Some potential 2028 Democratic presidential candidates are introducing themselves to voters in a striking way: by documenting their childhood resentments, family chaos and fights with their parents.

Why it matters: Many presidential hopefuls carry painful memories from complicated childhoods. But few have discussed them as openly as Pennsylvania Gov. Josh Shapiro, California Gov. Gavin Newsom and Illinois Gov. JB Pritzker.


  • Their frankness about their formative years and family dynamics is a way to shape their public stories before journalists do. It's also a sign of shifting taboos and a growing desire for candidates to appear relatable to voters.

Driving the news: In preparing for potential 2028 campaigns, the governors have opened up about how their difficult relationships with their parents still shape them:

Josh Shapiro

In his recent book, "Where We Keep the Light," Shapiro writes that he "had a happy childhood and, at points, an unhappy childhood home."

  • He says his mother, Judi, could be unstable, and that he and his siblings believed that "if we were good, we could stop the chaos and the yelling."
  • Shapiro notes that he wrestled with whether to discuss such private family matters, but ultimately did because others have lived through similar experiences — and because his mother's behavior influenced his leadership style.
  • "It explains why I always sought to solve problems," Shapiro writes. "I had to anticipate a problem or a pain point before there was a blowup."

When CBS' Gayle King pressed him on that passage last month, Shapiro said: "In many ways, and I hope she's able to see this one day, my mom is the hero in that book."

● ● ● ● ●

Write the next part of the article on potential 2028 Democratic candidates discussing their childhoods, picking up after its final sentence.

[Given entries]
● ● ● ● ●

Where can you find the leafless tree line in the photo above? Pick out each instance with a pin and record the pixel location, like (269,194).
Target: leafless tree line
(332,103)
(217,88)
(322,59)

● ● ● ● ●

[Response to the task]
  • Shapiro's complicated family dynamic also was evident in his X post on Mother's Day last year, when he expressed gratitude to his mother-in-law, "who showed me unconditional love," and his mom, "who raised me to care about the world around me."

Gavin Newsom

The California governor is even more candid about his at-times fraught relationships with both parents, which he says left him caught between two worlds and fully accepted by neither.

  • In his new book, "Young Man in a Hurry," Newsom recounts having dyslexia and how his mother, Tessa— who carried most of the burden of raising him and his sister — tried to console him over his struggles in school by saying: "It's okay to be average, Gavin."
  • Newsom writes that although she meant to comfort him, he recalls no "crueler words."
  • He also says that after his parents' divorce his father, Bill, was often absent, leaving him looking to give his father "reasons to be a bigger part" of his life.
  • As part of his book tour, Newsom released an hourlong podcast with his sister, Hilary, in which they frankly discussed their parents' divorce, their different relationships with each, and the deaths of each.

Newsom also recalls being absent at times during his mother's final struggle with cancer, until she left him a voicemail in spring 2002 telling him that if he wanted to see her, he should do so before Thursday — "because that's going to be my last day on Earth."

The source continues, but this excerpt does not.